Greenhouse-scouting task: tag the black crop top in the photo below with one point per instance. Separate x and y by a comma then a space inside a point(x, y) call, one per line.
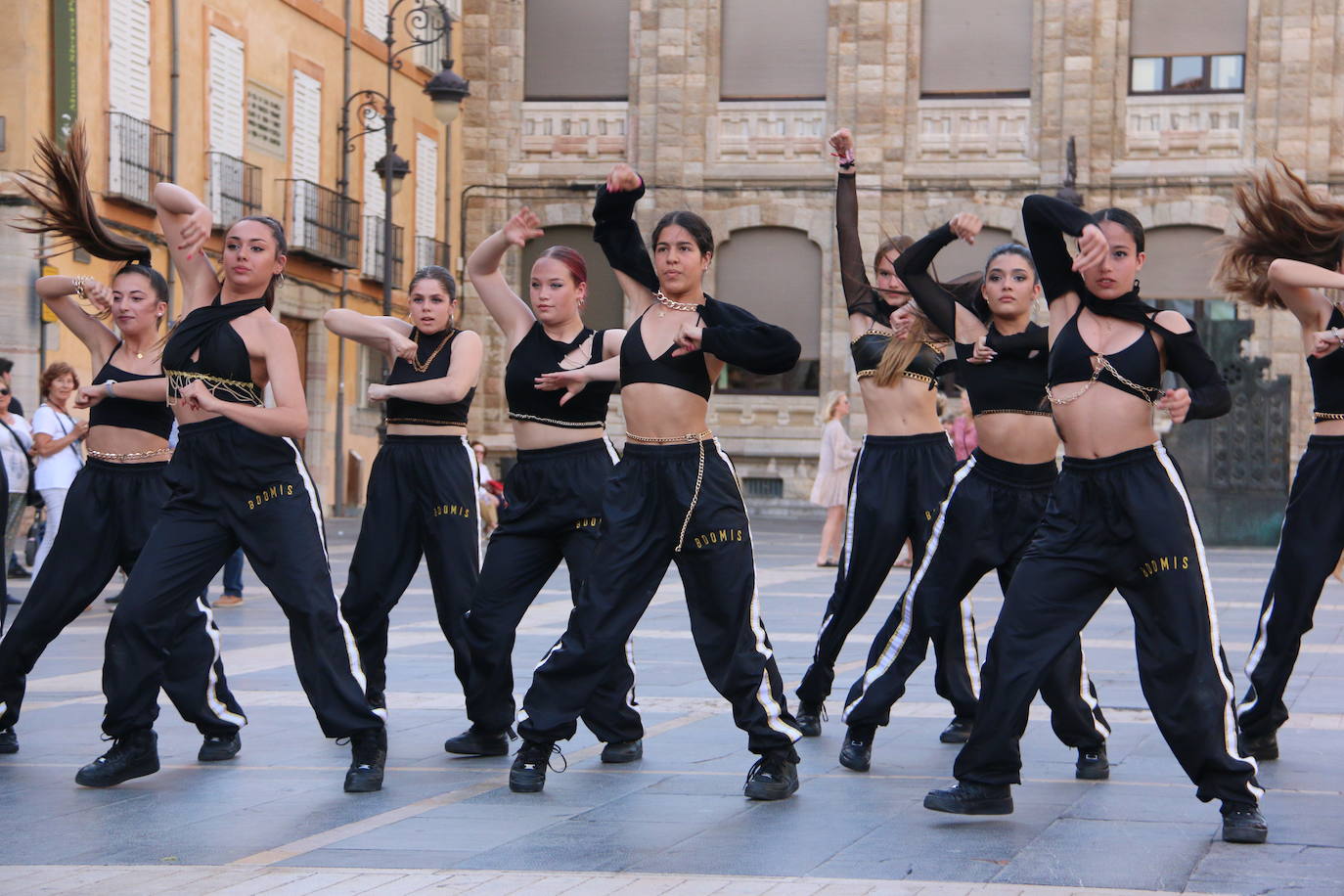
point(434, 353)
point(538, 353)
point(867, 353)
point(222, 363)
point(128, 413)
point(1328, 375)
point(685, 371)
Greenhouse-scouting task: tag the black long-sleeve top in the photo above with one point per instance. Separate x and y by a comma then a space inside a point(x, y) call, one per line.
point(732, 334)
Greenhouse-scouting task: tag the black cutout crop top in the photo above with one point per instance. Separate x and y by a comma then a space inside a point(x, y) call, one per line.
point(1140, 363)
point(222, 362)
point(128, 413)
point(1328, 375)
point(435, 353)
point(685, 371)
point(869, 348)
point(538, 353)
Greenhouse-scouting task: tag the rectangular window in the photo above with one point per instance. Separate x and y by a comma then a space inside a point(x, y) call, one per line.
point(577, 50)
point(773, 50)
point(976, 49)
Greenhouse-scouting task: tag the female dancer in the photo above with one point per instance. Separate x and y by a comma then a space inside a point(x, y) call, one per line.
point(674, 497)
point(117, 496)
point(1118, 517)
point(1290, 247)
point(996, 497)
point(423, 485)
point(237, 479)
point(902, 469)
point(554, 490)
point(833, 469)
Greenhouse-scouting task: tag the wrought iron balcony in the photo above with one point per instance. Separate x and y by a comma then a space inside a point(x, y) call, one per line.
point(320, 222)
point(137, 158)
point(376, 256)
point(233, 188)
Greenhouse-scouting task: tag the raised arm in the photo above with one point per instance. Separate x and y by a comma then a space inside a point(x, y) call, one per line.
point(187, 222)
point(510, 312)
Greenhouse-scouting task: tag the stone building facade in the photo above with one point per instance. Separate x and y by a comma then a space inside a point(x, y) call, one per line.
point(725, 105)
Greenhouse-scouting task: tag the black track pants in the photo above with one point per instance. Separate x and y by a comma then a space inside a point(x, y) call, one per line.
point(985, 522)
point(650, 504)
point(233, 486)
point(553, 514)
point(1121, 521)
point(421, 503)
point(109, 512)
point(1308, 550)
point(894, 492)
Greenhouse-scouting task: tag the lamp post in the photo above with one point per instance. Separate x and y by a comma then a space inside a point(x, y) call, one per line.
point(427, 23)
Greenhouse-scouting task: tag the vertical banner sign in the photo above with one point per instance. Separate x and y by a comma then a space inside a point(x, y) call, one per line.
point(65, 82)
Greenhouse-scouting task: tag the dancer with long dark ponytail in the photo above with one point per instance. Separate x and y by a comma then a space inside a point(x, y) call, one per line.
point(237, 479)
point(674, 497)
point(423, 485)
point(996, 496)
point(1118, 517)
point(117, 496)
point(901, 471)
point(554, 490)
point(1290, 248)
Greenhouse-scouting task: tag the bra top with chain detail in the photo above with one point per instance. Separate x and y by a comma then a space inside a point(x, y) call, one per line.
point(222, 362)
point(872, 345)
point(538, 353)
point(128, 413)
point(1012, 383)
point(1328, 375)
point(434, 353)
point(685, 371)
point(1140, 363)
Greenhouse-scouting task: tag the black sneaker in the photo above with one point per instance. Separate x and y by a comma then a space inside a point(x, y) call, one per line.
point(528, 771)
point(856, 752)
point(135, 755)
point(480, 743)
point(1242, 824)
point(969, 798)
point(1092, 763)
point(811, 715)
point(1261, 747)
point(367, 758)
point(773, 777)
point(622, 751)
point(957, 731)
point(219, 747)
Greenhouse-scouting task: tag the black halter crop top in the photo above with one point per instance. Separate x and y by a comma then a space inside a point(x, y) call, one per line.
point(538, 353)
point(434, 353)
point(869, 348)
point(1012, 383)
point(222, 362)
point(1328, 375)
point(128, 413)
point(685, 373)
point(1140, 363)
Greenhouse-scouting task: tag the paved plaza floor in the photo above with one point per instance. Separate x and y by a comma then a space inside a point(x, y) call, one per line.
point(276, 821)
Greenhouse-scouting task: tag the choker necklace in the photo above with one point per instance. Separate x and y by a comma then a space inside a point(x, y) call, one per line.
point(675, 306)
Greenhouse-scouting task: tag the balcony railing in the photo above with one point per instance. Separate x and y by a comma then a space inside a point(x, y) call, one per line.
point(376, 256)
point(431, 251)
point(233, 188)
point(322, 223)
point(137, 158)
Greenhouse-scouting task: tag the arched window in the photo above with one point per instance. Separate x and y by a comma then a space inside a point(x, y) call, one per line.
point(605, 306)
point(776, 274)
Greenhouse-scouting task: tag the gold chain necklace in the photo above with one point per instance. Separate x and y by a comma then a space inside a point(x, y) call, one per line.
point(424, 367)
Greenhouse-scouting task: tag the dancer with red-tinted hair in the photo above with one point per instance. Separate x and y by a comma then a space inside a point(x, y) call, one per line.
point(554, 492)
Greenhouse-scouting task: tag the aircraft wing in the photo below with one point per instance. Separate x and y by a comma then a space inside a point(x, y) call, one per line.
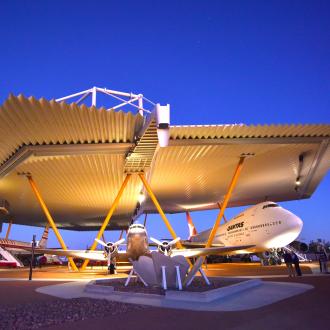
point(188, 244)
point(82, 254)
point(198, 252)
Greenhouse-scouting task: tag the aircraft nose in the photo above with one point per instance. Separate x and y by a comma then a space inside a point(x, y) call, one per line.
point(298, 223)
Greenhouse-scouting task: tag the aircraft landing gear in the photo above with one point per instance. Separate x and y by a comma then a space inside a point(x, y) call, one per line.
point(271, 258)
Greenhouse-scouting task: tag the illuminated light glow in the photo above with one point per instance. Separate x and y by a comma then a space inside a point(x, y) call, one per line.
point(195, 206)
point(163, 136)
point(141, 197)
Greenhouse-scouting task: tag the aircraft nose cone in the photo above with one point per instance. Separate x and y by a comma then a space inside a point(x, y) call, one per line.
point(298, 223)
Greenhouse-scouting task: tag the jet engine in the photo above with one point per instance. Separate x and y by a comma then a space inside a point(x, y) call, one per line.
point(110, 248)
point(165, 247)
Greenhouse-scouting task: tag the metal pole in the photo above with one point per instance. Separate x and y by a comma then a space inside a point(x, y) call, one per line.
point(94, 96)
point(50, 219)
point(8, 229)
point(162, 214)
point(108, 217)
point(225, 202)
point(140, 103)
point(160, 211)
point(224, 217)
point(32, 256)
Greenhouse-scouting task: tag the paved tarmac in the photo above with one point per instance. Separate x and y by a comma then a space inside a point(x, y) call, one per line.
point(309, 310)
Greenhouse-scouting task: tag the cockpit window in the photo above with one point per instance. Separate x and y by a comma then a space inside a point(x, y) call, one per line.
point(270, 205)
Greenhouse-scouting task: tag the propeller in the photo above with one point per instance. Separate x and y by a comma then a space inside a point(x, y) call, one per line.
point(110, 247)
point(165, 247)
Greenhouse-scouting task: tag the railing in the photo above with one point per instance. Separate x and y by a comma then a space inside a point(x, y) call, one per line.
point(301, 256)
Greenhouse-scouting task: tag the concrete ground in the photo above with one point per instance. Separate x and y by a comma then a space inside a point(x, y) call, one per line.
point(309, 310)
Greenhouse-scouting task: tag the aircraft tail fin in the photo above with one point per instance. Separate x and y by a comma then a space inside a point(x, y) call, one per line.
point(192, 229)
point(44, 237)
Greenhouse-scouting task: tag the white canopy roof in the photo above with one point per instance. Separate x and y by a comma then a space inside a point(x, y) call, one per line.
point(78, 157)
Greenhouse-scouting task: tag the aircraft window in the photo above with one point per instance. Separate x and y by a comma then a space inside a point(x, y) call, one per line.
point(270, 205)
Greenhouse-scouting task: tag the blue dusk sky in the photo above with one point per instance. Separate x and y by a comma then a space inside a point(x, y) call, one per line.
point(215, 62)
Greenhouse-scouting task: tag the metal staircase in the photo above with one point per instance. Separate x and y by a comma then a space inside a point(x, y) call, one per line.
point(301, 256)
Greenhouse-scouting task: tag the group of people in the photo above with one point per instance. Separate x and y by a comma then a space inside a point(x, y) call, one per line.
point(291, 259)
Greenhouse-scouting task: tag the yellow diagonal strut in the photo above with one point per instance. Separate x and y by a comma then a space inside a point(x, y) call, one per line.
point(225, 202)
point(50, 219)
point(159, 209)
point(8, 229)
point(108, 217)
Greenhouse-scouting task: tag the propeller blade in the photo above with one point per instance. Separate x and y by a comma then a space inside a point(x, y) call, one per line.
point(119, 242)
point(100, 242)
point(174, 241)
point(156, 241)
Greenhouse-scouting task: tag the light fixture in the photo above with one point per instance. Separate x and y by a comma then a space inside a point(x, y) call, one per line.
point(141, 197)
point(163, 124)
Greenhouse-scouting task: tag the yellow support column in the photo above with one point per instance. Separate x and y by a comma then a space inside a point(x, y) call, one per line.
point(160, 211)
point(225, 202)
point(8, 229)
point(50, 219)
point(108, 217)
point(224, 217)
point(162, 214)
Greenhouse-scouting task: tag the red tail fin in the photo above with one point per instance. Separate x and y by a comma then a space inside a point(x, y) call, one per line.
point(192, 229)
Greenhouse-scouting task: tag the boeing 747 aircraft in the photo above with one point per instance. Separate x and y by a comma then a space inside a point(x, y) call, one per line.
point(263, 227)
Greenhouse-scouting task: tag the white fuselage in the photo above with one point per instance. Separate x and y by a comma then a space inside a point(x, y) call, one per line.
point(265, 225)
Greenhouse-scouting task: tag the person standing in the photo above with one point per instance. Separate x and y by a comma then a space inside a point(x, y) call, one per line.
point(288, 261)
point(295, 261)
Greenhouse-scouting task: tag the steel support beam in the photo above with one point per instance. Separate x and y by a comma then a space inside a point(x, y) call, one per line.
point(50, 219)
point(8, 229)
point(108, 217)
point(159, 209)
point(225, 202)
point(224, 217)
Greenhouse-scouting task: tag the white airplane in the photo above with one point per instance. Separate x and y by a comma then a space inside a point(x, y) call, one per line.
point(11, 249)
point(267, 226)
point(263, 227)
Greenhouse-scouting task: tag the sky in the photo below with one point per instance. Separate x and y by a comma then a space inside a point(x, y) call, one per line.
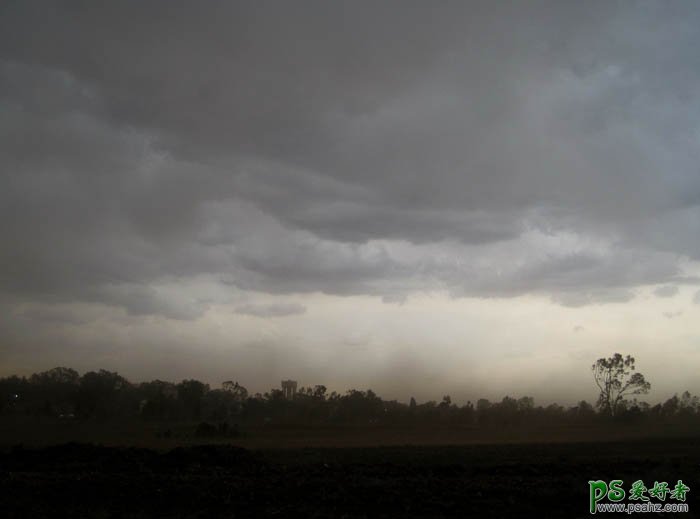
point(468, 198)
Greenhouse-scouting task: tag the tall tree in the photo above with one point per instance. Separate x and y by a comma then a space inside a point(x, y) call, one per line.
point(615, 379)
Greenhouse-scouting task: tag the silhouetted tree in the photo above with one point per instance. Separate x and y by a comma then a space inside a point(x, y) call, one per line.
point(615, 379)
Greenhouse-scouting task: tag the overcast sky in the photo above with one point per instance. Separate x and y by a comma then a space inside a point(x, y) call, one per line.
point(419, 197)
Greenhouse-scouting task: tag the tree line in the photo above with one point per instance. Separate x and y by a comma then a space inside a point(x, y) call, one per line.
point(103, 395)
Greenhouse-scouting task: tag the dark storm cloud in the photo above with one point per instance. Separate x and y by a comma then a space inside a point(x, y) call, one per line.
point(271, 310)
point(348, 148)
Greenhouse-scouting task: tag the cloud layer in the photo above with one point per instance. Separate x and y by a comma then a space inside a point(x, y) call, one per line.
point(488, 151)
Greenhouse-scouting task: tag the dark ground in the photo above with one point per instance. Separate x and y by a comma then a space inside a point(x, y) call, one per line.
point(526, 480)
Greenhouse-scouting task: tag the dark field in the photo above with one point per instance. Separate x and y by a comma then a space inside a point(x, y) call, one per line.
point(217, 480)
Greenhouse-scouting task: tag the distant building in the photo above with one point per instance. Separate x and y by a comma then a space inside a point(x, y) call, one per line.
point(289, 388)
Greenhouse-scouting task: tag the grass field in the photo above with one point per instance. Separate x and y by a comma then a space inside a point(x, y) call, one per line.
point(528, 478)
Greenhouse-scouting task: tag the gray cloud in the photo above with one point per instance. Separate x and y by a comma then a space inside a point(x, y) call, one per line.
point(271, 310)
point(696, 298)
point(545, 148)
point(666, 291)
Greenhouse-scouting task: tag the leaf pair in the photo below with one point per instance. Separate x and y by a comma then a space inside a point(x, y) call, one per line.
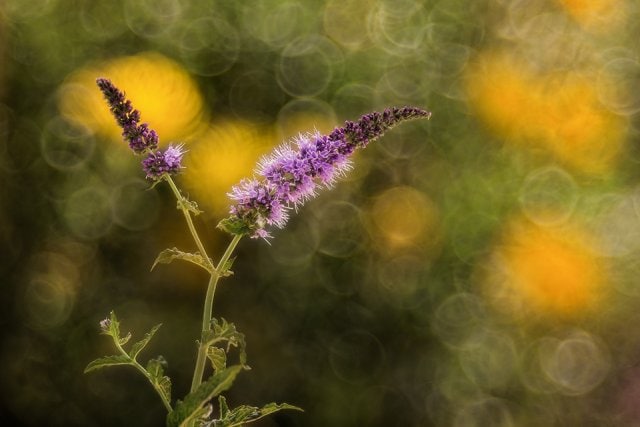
point(196, 406)
point(154, 371)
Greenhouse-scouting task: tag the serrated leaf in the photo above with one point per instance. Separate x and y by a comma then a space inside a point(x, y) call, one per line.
point(226, 268)
point(168, 255)
point(155, 368)
point(194, 403)
point(233, 225)
point(122, 341)
point(189, 205)
point(138, 346)
point(225, 332)
point(218, 358)
point(107, 361)
point(224, 408)
point(245, 414)
point(114, 326)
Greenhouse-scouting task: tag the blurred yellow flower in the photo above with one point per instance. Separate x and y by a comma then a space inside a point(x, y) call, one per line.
point(404, 217)
point(596, 15)
point(224, 155)
point(168, 99)
point(546, 270)
point(558, 112)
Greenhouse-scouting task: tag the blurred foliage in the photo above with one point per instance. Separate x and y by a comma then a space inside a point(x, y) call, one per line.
point(479, 269)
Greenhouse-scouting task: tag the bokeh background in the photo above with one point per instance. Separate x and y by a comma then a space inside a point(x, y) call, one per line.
point(478, 269)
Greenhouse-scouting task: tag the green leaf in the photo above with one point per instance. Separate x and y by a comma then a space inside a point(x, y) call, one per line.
point(155, 368)
point(224, 409)
point(189, 205)
point(107, 361)
point(234, 226)
point(226, 268)
point(223, 331)
point(137, 347)
point(218, 358)
point(113, 329)
point(194, 403)
point(245, 414)
point(168, 255)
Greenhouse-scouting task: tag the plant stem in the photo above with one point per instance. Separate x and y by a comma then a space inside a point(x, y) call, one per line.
point(187, 217)
point(144, 372)
point(207, 313)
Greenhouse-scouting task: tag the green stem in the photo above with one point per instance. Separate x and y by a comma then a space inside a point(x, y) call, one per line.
point(144, 372)
point(207, 313)
point(187, 217)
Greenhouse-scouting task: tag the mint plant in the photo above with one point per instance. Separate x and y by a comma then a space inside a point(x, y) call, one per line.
point(283, 181)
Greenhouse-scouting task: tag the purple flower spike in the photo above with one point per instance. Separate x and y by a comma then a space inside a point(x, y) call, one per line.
point(139, 136)
point(158, 163)
point(292, 173)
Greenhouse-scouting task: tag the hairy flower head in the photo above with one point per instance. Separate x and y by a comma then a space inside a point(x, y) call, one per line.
point(158, 163)
point(139, 136)
point(293, 172)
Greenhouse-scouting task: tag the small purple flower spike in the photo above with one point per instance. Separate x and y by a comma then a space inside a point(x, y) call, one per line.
point(292, 173)
point(139, 136)
point(159, 163)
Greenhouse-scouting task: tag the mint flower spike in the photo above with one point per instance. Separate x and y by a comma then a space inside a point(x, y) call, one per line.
point(293, 172)
point(139, 136)
point(159, 163)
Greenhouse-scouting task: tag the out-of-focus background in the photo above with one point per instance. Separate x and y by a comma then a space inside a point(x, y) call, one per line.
point(478, 269)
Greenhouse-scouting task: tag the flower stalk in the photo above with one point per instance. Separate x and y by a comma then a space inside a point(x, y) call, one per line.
point(283, 181)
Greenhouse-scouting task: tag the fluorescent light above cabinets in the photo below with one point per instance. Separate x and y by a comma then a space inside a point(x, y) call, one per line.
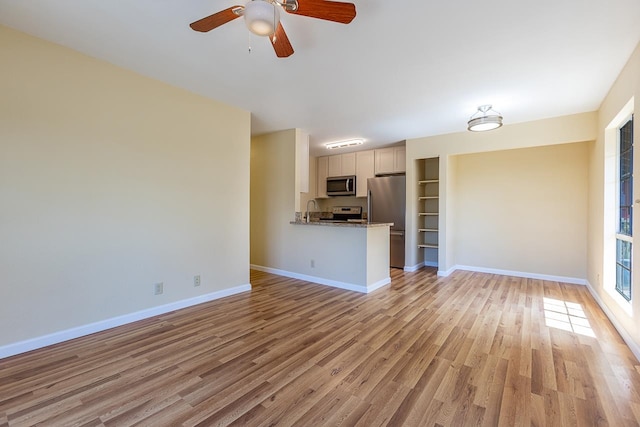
point(343, 144)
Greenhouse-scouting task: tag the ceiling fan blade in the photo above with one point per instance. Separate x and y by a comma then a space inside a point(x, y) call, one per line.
point(281, 43)
point(327, 10)
point(217, 19)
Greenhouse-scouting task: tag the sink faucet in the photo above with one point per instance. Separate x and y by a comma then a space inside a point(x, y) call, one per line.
point(314, 203)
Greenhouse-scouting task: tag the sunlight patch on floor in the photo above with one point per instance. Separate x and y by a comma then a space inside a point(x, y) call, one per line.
point(568, 316)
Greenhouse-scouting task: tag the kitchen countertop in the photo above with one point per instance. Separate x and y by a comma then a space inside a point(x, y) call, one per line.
point(344, 224)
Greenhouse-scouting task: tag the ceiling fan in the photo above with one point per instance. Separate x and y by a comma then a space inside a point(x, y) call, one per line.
point(262, 17)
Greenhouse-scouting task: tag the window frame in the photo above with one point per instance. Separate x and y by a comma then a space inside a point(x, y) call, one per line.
point(623, 236)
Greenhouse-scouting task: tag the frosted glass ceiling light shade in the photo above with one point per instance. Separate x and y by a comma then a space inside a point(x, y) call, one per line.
point(261, 17)
point(484, 119)
point(343, 144)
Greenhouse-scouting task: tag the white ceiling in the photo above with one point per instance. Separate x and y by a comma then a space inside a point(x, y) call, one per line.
point(400, 70)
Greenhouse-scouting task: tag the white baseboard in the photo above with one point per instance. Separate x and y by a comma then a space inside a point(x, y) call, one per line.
point(103, 325)
point(563, 279)
point(633, 346)
point(414, 268)
point(323, 281)
point(446, 273)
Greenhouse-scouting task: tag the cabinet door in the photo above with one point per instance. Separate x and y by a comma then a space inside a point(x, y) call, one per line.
point(365, 169)
point(399, 159)
point(335, 165)
point(323, 170)
point(385, 161)
point(348, 164)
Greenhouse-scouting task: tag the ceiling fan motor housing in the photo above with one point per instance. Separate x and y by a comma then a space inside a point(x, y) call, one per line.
point(261, 17)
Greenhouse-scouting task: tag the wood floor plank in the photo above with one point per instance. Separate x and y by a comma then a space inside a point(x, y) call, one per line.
point(470, 349)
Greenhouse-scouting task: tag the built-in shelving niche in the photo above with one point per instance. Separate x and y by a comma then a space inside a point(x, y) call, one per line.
point(428, 209)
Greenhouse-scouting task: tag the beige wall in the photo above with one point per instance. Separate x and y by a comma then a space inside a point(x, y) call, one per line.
point(559, 130)
point(339, 254)
point(273, 201)
point(626, 88)
point(523, 210)
point(109, 183)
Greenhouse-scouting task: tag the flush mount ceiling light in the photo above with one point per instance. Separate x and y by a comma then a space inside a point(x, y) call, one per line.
point(261, 17)
point(484, 119)
point(343, 144)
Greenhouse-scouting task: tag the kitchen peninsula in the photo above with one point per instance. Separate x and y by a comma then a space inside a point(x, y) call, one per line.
point(346, 255)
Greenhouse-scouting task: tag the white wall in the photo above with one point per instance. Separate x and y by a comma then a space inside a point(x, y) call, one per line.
point(109, 183)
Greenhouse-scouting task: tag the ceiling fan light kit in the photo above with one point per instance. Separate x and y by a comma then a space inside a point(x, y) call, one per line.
point(484, 119)
point(262, 17)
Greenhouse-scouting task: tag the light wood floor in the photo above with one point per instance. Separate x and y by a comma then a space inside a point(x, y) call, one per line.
point(470, 349)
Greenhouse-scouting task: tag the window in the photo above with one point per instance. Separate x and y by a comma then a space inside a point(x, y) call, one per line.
point(624, 234)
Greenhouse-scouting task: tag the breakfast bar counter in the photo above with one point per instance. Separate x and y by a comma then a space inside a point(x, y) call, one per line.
point(347, 255)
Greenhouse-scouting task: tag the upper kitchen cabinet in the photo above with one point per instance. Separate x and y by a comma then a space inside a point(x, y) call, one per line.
point(390, 160)
point(365, 169)
point(322, 174)
point(342, 164)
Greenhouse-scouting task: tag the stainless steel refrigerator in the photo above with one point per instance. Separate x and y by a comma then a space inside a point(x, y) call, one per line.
point(387, 203)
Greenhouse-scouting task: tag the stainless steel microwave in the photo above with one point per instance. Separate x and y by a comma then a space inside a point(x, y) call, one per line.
point(341, 186)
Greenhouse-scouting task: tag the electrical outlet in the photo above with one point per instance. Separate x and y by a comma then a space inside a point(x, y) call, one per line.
point(158, 288)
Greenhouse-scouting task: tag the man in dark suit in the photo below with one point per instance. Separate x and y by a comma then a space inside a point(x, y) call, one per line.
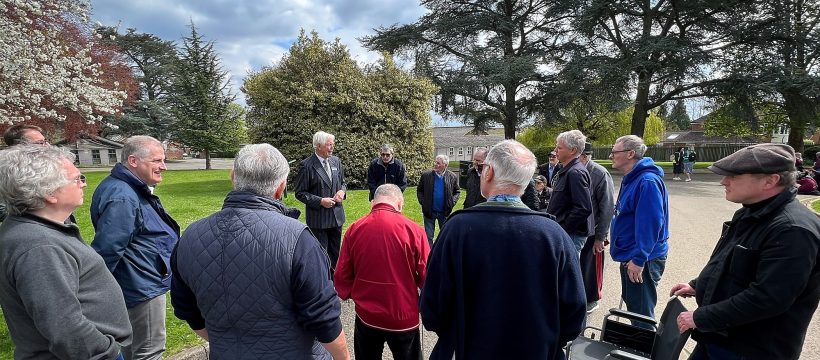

----------------

• _Work to do_
Copy out the entries again word for word, starting at the line that contains "Greenhouse-scouting task: tag the paved plaza" and ending after the line that contains "point(276, 821)".

• _Answer to this task_
Greenhouse-scouting task: tag the paved plaza floor in the photo above with one point per instance. Separate x and y by a comma then a space inside a point(x, y) call, one per line.
point(276, 821)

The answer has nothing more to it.